--- Provided passage ---
━━━━━━━━━━━━━━━━

In a message dated 2002-09-22 3:26:17 PM Eastern Daylight Time, sts@hidden.email writes:

but how do you distinguish between "nabyo" and "nasay"? using the table-words (tabelvortoj) in esperanto, the answer would be obvious:

this situation actually occurred in lesson 15, the next to last sentence:

I thought about the Katanda words after the teacher explained the words to me.
Pi si mi letadya te Katanda goynde koda kobyo mi letadya.

[Note that we must repeat the word "letadya".  If we had instead
used the anaphor "tahi", it would have referred to "Katanda":

    Pi si mi letadya te Katanda goynde koda kobyo mi tahi
    = I thought about the Katanda words after the teacher
explained it (meaning 'the Katanda language') to me.

Thus, we had to repeat the word "letadya" to get the desired
interpretation.]

i suspect that in a situation like this, a human translator would still use the pronoun, since the distinction ("them" = "words" vs. "it" = "katanda") can still be maintained without loss of information.

━━━━━━━━━━━━━━━━

--- What this exercise asks ---
1. In the Katanda message, what would the anaphor "tahi" have referred to if it had been used in place of the repeated word?
2. Set down the Katanda message word for word from "this situation actually" up to and including "kobyo mi letadya.".
3. Resume the Katanda message after its last sentence.
The rows that come next are not needed.

━━━━━━━━━━━━━━━━

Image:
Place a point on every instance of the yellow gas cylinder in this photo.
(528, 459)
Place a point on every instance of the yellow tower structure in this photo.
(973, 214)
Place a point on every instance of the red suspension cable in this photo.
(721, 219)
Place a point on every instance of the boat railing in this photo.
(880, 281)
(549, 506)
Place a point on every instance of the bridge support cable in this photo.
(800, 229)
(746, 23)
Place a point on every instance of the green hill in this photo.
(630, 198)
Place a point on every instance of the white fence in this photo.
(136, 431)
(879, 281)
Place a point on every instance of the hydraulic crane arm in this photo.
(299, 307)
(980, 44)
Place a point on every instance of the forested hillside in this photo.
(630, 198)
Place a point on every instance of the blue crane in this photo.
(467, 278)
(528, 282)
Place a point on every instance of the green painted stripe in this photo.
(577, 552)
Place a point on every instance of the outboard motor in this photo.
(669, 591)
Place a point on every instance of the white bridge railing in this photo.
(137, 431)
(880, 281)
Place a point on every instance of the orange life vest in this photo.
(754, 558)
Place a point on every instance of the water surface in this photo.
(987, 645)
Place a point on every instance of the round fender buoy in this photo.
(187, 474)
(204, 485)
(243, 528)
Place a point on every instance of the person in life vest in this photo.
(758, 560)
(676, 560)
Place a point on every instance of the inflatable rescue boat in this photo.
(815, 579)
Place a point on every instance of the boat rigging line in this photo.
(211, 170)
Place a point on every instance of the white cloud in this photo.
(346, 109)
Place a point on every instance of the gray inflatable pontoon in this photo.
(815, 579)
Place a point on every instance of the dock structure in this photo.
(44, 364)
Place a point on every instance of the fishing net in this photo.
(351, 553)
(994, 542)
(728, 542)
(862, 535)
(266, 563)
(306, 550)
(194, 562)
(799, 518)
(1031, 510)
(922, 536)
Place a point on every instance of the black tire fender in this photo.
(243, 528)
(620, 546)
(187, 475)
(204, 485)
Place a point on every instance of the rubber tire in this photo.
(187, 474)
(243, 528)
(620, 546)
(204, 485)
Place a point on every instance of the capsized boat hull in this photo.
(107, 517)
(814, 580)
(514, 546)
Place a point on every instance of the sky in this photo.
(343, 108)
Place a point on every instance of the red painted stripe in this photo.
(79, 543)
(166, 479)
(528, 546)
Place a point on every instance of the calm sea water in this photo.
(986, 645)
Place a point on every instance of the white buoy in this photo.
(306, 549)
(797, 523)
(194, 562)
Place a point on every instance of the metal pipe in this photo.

━━━━━━━━━━━━━━━━

--- Task-by-task outputs ---
1. It would have referred to "Katanda."

2.
this situation actually occurred in lesson 15, the next to last sentence:

I thought about the Katanda words after the teacher explained the words to me.
Pi si mi letadya te Katanda goynde koda kobyo mi letadya.

3.
who = ki-byo (esperanto: ki-u)
what = ki-vatsi (esperanto: ki-o)

"what" is "kiva" (= "kivatsi", but only "kiva" is used.)

i mean, i would like to say something like "ti-vatsi" and "ti-byo" for "this thing" and "this person" and maybe "hi-vatsi" and "hi-byo" for "it" and "he/her".

"this thing" ("tio"?) is already "kya ju" or "junti".  "this person" ("tiu"?) is already "byo ju".  i just don't see what's lacking.  a distinction between "what" and "who"?  that's the difference between "kiva" and "kibyo".